======== PASSAGE PROVIDED ========
Dscanner - It exists

Thu Aug 2 00:43:15 PDT 2012

On Thursday, August 02, 2012 08:51:26 Jacob Carlborg wrote:
> On 2012-08-02 08:26, Jonathan M Davis wrote:
> > It's really not all that hard to special case for strings, especially when
> > you're operating primarily on code units. And I think that the lexer
> > should be flexible enough to be usable with ranges other than strings.
> > We're trying to make most stuff in Phobos range-based, not string-based
> > or array-based.
> Ok. I just don't think it's worth giving up some performance or make the
> design overly complicated just to make a range interface. But if ranges
> doesn't cause these problems I'm happy.

A range-based function operating on strings without special-casing them often 
_will_ harm performance. But if you special-case them for strings, then you 
can avoid that performance penalty - especially if you can avoid having to 
decode any characters.

The result is that using range-based functions on strings is generally correct 
without the function writer (or the caller) having to worry about encodings 
and the like, but if they want to eke out all of the performance that they 
can, they need to go to the extra effort of special-casing the function for 
strings. Like much of D, it favors correctness/saftey but allows you to get 
full performance if you work at it a bit harder.

In the case of the lexer, it's really not all that bad - especially since 
string mixins allow me to give the operation that I need (e.g. get the first 
code unit) in the correct way for that particular range type without worrying 
about the details.

For instance, I have this function which I use to generate a mixin any time 
that I want to get the first code unit:

string declareFirst(R)()
    if(isForwardRange!R && is(Unqual!(ElementType!R) == dchar))
{
    static if(isNarrowString!R)
        return "Unqual!(ElementEncodingType!R) first = range[0];";
    else
        return "dchar first = range.front;";
}

So, every line using it becomes

mixin(declareFirst!R());

which really isn't any worse than

char c = str[0];

except that it works with more than just strings. Yes, it's more effort to get 
the lexer working with all ranges of dchar, but I don't think that it's all 
that much worse, it the result is much more flexible.

- Jonathan M Davis
========
REQUIREMENT — In the Dscanner thread, start at the words "Thu Aug 2 00:43:15" and stop after "problems I'm happy.", swapping "lexer" for "tokenizer".
======== STORED RECORDS ========
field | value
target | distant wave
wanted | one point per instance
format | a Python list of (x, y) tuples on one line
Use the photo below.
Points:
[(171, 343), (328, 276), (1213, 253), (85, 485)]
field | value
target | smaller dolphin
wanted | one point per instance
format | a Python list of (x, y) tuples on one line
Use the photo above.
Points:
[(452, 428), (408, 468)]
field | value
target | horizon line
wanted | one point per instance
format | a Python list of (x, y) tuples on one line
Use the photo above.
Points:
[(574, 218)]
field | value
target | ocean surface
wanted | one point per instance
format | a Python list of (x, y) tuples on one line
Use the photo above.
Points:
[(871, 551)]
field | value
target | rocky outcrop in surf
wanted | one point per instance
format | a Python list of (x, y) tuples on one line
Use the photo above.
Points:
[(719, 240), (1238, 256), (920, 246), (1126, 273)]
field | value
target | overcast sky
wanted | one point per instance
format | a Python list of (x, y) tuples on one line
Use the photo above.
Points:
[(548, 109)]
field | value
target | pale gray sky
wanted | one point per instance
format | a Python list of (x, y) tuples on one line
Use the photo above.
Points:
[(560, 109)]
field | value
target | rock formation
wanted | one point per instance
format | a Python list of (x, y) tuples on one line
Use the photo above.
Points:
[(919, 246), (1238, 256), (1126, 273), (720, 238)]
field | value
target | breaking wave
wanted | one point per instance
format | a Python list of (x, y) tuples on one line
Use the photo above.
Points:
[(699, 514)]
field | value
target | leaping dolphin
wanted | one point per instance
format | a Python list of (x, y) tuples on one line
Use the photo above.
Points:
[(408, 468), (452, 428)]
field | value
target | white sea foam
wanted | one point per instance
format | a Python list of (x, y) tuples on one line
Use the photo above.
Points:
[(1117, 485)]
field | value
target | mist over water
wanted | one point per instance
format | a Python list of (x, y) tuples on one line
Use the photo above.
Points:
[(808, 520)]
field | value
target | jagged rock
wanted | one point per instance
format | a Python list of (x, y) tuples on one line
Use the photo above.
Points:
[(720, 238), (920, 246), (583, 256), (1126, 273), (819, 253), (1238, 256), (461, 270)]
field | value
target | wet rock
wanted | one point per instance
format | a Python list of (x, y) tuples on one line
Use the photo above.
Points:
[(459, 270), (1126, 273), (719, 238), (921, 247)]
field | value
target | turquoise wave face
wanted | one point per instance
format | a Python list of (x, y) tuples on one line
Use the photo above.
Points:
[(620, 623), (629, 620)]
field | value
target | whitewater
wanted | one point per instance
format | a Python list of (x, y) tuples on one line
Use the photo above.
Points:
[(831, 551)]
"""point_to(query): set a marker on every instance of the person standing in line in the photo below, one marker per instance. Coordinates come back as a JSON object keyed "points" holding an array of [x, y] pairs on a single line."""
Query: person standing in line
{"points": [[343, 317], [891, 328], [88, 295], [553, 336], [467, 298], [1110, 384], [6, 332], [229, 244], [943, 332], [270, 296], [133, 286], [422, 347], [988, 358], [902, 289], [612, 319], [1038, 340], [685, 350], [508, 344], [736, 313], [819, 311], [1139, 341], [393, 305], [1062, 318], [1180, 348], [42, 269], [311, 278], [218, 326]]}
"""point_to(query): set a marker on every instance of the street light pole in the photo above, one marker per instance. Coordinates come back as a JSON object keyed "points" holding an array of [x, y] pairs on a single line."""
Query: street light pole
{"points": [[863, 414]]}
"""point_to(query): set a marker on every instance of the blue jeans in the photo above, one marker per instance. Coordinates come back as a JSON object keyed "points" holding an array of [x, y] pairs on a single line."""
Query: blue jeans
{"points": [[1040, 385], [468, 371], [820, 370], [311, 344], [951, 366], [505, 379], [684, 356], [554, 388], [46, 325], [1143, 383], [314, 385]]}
========
COMPLETE OUTPUT —
Thu Aug 2 00:43:15 PDT 2012

On Thursday, August 02, 2012 08:51:26 Jacob Carlborg wrote:
> On 2012-08-02 08:26, Jonathan M Davis wrote:
> > It's really not all that hard to special case for strings, especially when
> > you're operating primarily on code units. And I think that the tokenizer
> > should be flexible enough to be usable with ranges other than strings.
> > We're trying to make most stuff in Phobos range-based, not string-based
> > or array-based.
> Ok. I just don't think it's worth giving up some performance or make the
> design overly complicated just to make a range interface. But if ranges
> doesn't cause these problems I'm happy.